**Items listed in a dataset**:
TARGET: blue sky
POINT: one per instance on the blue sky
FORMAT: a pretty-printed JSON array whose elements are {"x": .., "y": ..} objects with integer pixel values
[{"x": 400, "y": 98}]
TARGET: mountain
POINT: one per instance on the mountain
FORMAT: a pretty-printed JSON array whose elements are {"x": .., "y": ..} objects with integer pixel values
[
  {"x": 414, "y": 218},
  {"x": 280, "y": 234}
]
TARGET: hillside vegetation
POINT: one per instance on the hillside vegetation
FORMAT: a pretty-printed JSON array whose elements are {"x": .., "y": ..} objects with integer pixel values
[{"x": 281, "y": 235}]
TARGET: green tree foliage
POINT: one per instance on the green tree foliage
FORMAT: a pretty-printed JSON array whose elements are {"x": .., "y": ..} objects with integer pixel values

**Task requirements**: Write each entry out again. Do not change a word.

**Answer to this exercise**:
TARGET: blue sky
POINT: one per instance on the blue sky
FORMAT: a pretty-printed JSON array whose elements are {"x": .., "y": ..} objects with integer pixel values
[{"x": 400, "y": 98}]
TARGET: mountain
POINT: one per instance on the mountain
FORMAT: a pretty-printed JSON array whose elements are {"x": .., "y": ..} objects with integer pixel values
[
  {"x": 414, "y": 218},
  {"x": 280, "y": 234}
]
TARGET: hillside vegetation
POINT: one per instance on the hillside vegetation
FORMAT: a pretty-printed JSON array whose elements are {"x": .., "y": ..} objects with integer pixel values
[{"x": 281, "y": 235}]
TARGET: green tree foliage
POINT: one per instance on the green tree foliage
FORMAT: a pretty-printed JSON array whose elements are {"x": .., "y": ..} objects with integer pixel values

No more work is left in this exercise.